=== Data to examine ===
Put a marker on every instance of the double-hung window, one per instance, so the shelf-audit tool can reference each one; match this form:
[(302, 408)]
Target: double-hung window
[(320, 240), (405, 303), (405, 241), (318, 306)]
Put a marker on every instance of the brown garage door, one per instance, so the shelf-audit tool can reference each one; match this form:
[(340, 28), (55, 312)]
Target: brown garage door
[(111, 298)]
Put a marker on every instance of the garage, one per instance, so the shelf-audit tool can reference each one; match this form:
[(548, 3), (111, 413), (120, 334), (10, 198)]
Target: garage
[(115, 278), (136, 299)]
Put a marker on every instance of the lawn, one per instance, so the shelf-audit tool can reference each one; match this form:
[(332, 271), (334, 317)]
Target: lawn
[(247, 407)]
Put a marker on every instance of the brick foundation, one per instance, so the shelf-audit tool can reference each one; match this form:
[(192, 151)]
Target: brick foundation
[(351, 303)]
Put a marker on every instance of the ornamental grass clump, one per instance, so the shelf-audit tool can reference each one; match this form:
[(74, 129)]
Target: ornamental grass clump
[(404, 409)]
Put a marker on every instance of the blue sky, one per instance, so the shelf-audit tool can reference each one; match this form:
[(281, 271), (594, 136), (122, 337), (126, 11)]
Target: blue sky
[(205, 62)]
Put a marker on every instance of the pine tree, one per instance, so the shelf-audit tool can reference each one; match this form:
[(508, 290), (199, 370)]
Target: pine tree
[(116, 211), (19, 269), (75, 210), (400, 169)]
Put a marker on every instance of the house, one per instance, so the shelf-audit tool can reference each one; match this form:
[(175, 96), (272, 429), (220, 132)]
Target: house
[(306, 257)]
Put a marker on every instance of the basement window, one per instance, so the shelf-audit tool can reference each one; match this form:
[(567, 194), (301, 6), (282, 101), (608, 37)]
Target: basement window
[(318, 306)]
===
Requirement: Repeat, word for word, every line from the line that contains "[(548, 3), (111, 413), (120, 334), (10, 198)]" to the end of the entries; include both of those lines and no others.

Finished task:
[(548, 3), (111, 413), (120, 334), (10, 198)]
Target: garage
[(115, 278), (136, 299)]
Put a marker on every instance of the lawn, one per instance, so the shelf-audit tool can reference each one; match this form:
[(332, 271), (334, 317)]
Target: lawn
[(247, 407)]
Put a marker on every instance of the brick foundation, one per instance, so the shelf-audit tool can reference each one; match this form:
[(192, 151)]
Target: brick foundation
[(351, 303)]
Put a marker on every instance of the ornamental grass clump, one per instance, so the shelf-audit tool can reference each one; match this form:
[(74, 129)]
Target: ornamental grass clump
[(404, 409)]
Put a marker on every instance of the blue sky, one per instance, so the shelf-audit tool can reference each one; match this form:
[(281, 271), (594, 136), (122, 337), (126, 11)]
Target: blue sky
[(205, 62)]
Put a marker on every instance of the pine tree, one per instance, so the shelf-audit tool can reference each one; match this form:
[(508, 290), (199, 370)]
Target: pine tree
[(116, 211), (19, 269), (75, 210), (400, 169)]
Put a marker on every instance of the house, one per instance, so the shelf-audit tool can reference each one; match this form:
[(175, 96), (272, 429), (220, 132)]
Target: house
[(306, 257)]
Put a marker on every instance of the basement window, one per instance, so the shelf-audit tool can reference each one; match this form:
[(567, 194), (301, 6), (282, 101), (608, 37)]
Target: basement window
[(318, 306)]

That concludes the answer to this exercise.